Exercise task | Format the material below as a two-column CSV with the header input,output, with one row pairing each text with the answer that follows it and each field in double quotes with line breaks replaced by spaces. Begin at the line that contains "Scientific specimen imaging: find the driving" and stop after the line that contains "[409,380,481,422]".
[BEGIN Records for this exercise]
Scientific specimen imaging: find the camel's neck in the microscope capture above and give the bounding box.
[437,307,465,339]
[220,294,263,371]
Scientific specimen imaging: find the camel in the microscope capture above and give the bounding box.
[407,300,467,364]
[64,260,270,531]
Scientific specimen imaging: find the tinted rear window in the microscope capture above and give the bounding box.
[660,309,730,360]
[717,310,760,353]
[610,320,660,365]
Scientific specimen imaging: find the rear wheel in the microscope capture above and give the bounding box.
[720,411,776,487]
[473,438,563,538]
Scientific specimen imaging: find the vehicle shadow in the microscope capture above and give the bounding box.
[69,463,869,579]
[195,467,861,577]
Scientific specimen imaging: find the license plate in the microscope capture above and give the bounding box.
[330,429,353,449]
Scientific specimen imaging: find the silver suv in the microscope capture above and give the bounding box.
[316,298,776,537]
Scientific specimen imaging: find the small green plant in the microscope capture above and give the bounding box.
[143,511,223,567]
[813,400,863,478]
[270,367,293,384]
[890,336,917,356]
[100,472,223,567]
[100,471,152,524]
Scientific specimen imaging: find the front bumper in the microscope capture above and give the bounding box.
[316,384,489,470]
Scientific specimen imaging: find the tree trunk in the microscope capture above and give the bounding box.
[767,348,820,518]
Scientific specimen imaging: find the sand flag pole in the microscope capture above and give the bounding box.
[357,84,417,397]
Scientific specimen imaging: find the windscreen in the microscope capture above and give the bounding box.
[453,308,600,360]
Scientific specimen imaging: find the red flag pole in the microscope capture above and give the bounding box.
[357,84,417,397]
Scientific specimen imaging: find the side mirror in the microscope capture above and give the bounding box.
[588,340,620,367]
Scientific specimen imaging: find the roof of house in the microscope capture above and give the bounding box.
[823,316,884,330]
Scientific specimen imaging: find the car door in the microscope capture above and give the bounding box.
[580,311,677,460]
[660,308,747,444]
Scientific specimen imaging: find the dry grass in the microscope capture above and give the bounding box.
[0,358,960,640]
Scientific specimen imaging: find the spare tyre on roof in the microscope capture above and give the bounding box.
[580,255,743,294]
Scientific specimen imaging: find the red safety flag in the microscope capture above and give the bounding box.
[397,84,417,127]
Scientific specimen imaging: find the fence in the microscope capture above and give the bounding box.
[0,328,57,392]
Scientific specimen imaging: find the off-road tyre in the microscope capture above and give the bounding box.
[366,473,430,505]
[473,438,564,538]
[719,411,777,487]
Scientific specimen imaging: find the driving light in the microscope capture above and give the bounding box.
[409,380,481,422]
[END Records for this exercise]
[BEGIN Records for this exercise]
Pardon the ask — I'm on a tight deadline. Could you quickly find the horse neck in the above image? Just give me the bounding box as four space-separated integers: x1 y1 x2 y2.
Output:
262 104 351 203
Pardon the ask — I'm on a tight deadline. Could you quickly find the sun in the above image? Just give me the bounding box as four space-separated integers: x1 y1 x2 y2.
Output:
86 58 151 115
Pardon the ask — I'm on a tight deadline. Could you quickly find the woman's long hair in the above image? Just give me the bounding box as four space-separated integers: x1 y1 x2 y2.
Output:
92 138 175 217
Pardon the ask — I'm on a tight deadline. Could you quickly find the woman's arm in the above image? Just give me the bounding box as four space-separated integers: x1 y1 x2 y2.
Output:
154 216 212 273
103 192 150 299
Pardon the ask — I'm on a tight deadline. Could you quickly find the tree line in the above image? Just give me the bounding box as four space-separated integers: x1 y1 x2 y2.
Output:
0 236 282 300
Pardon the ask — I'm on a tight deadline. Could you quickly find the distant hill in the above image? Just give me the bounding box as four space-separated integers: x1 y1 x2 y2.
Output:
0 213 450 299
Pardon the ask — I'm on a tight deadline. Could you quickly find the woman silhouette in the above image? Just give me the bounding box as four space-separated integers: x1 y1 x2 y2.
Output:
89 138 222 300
[END Records for this exercise]
[BEGIN Records for this exercise]
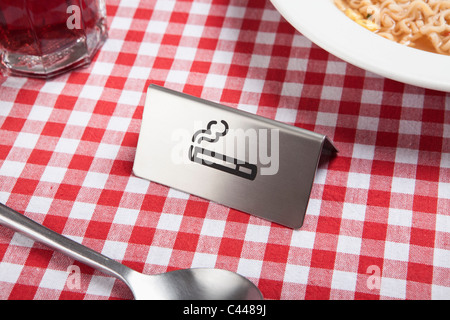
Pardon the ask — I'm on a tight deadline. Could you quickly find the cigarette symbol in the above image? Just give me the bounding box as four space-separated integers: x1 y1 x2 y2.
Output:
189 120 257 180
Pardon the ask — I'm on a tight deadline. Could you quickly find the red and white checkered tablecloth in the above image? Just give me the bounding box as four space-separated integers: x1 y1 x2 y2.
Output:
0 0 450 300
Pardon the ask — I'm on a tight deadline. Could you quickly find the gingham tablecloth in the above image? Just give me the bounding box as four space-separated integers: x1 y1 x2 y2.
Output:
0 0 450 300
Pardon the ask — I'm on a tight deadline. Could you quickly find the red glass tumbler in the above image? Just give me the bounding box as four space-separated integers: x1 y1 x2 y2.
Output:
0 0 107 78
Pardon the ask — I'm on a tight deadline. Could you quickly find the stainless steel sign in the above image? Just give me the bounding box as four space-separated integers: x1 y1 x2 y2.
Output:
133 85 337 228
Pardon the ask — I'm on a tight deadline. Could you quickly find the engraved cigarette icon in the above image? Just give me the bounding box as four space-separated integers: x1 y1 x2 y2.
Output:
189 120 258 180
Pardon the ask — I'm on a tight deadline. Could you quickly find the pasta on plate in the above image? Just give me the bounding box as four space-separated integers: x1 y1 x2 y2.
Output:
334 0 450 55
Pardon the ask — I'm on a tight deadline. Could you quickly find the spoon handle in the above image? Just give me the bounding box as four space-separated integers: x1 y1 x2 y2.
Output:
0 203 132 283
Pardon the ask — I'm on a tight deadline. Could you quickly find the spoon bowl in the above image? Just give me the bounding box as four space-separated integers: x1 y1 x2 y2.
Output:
[END Records for this exercise]
Completed exercise |
input,output
"Scientific specimen imaging: find the driving light in the microscope capture above and give the bounding box.","[409,380,481,422]"